### TASK LIST
**a)** Copy the passage on corporate manslaughter starting at "Whether a duty" and ending at "relevant duty of care.", substituting "court" for "judge".
**b)** According to the passage on corporate manslaughter, who decides whether a duty of care exists?

[Start of EXTRACT TO READ]

Whether a duty of care exists is a matter of law for the judge to decide (as opposed to the jury). The “judge must make any findings of fact necessary to decide that question.”22 The judge will then direct the jury as to the existence of the duty of care. It will then be up to the jury to decide if there was a breach of the duty of care and if so how serious that breach was and “how much of a risk of death it posed.”23

Causation

The offense of corporate manslaughter requires that the way an organization managed or organized its activities caused the death. The “way” does not have to be unlawful and includes decisions and actions as well as omissions of management. The management failure need not have been the sole cause of death provided it is “a” cause of death, and the “cause of death” was as a result of a gross breach of a relevant duty of care.

What Is a Gross Breach?

CMCHA states that a breach of a duty of care is a “gross breach” if the conduct in question “falls far below what can reasonably be expected of the organization in the circumstances.”24 This reflects the threshold for the common law offense of gross negligence manslaughter.25 Whether the breach is “gross” is a question for the jury who must consider whether the organization failed to comply with relevant health and safety legislation and if so, how serious the noncompliance was and how much of a risk of death it posed.26 In addition, the jury may consider further factors such as the health and safety guidance and how far they were followed, the organization’s safety culture and their attitudes, policies, systems, and accepted practices.

Who Is Senior Management?

[End of EXTRACT TO READ]
[Start of RECORDS SHOWN]

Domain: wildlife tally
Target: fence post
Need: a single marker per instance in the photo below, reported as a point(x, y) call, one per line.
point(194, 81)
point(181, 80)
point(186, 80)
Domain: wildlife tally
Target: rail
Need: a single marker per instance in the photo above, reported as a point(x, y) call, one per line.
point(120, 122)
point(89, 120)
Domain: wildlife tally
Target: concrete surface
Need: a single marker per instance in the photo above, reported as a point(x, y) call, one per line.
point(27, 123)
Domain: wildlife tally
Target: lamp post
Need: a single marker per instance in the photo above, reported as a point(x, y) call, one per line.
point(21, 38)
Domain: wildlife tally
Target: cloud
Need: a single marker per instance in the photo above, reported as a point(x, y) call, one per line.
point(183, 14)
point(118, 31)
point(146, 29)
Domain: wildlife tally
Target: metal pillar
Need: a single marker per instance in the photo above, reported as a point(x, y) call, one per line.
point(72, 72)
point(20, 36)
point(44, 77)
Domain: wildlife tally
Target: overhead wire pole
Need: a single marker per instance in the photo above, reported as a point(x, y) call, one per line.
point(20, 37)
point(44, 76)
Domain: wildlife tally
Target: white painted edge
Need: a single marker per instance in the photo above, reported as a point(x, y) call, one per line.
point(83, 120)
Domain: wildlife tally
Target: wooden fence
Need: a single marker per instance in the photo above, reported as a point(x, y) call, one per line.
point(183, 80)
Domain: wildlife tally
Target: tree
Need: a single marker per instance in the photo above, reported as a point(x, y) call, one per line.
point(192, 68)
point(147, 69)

[End of RECORDS SHOWN]
[Start of RECORDS SHOWN]

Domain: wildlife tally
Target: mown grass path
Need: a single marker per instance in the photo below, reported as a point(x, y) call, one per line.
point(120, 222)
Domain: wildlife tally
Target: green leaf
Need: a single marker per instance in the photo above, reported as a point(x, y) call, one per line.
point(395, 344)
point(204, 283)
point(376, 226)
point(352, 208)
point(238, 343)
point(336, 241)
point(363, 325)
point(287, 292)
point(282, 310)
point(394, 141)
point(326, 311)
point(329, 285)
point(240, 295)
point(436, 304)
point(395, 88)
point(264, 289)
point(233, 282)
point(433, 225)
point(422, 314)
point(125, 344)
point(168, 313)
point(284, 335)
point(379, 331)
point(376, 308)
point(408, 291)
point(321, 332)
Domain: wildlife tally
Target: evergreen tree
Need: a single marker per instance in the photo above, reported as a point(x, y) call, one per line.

[End of RECORDS SHOWN]
[Start of RECORDS SHOWN]

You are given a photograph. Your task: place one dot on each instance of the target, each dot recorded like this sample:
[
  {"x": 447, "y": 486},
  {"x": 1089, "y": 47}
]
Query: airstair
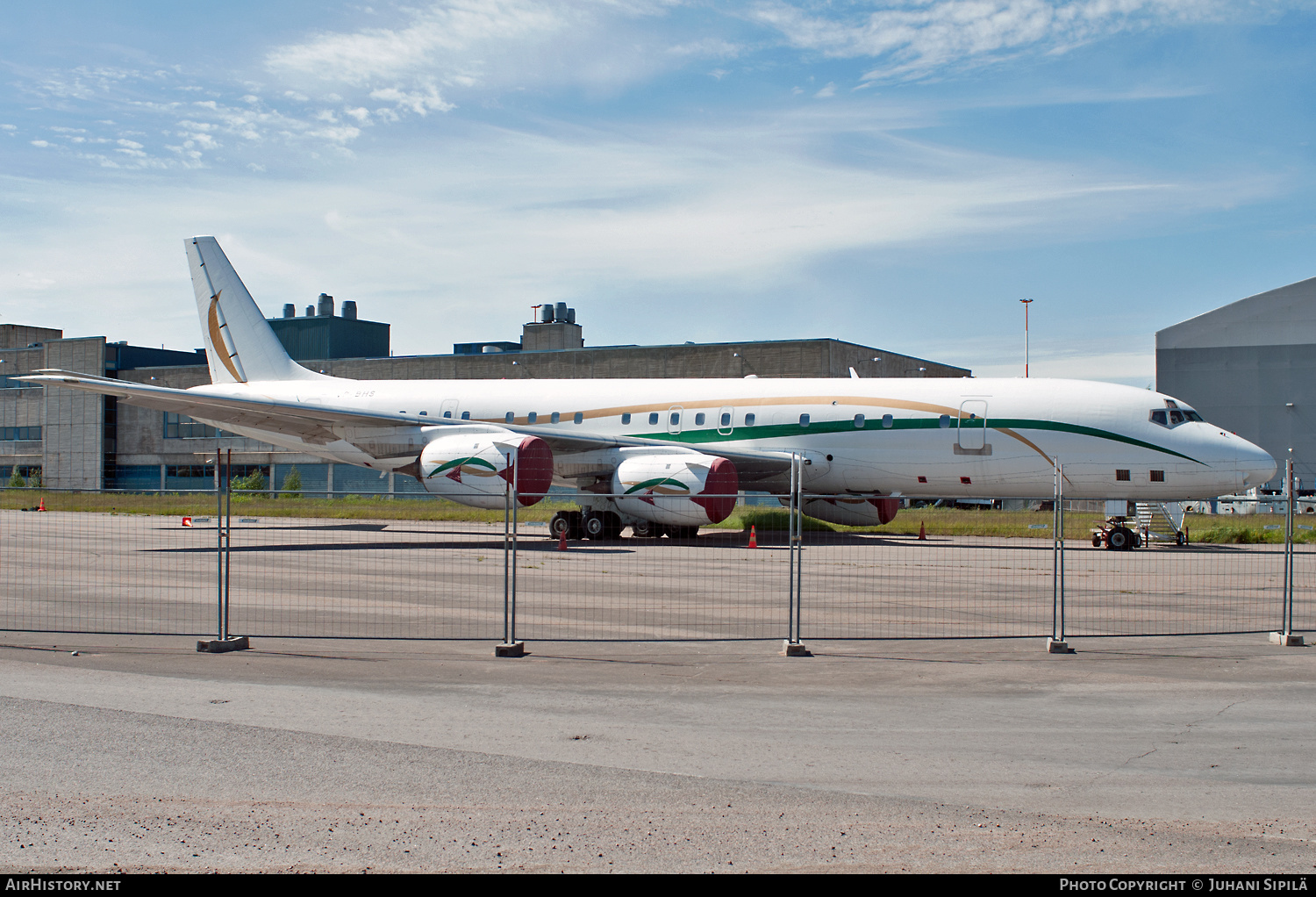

[End of RECORDS SHOWN]

### THE REPLIES
**a)**
Whether a duty of care exists is a matter of law for the court to decide (as opposed to the jury). The “court must make any findings of fact necessary to decide that question.”22 The court will then direct the jury as to the existence of the duty of care. It will then be up to the jury to decide if there was a breach of the duty of care and if so how serious that breach was and “how much of a risk of death it posed.”23

Causation

The offense of corporate manslaughter requires that the way an organization managed or organized its activities caused the death. The “way” does not have to be unlawful and includes decisions and actions as well as omissions of management. The management failure need not have been the sole cause of death provided it is “a” cause of death, and the “cause of death” was as a result of a gross breach of a relevant duty of care.

**b)** The judge decides it, as a matter of law.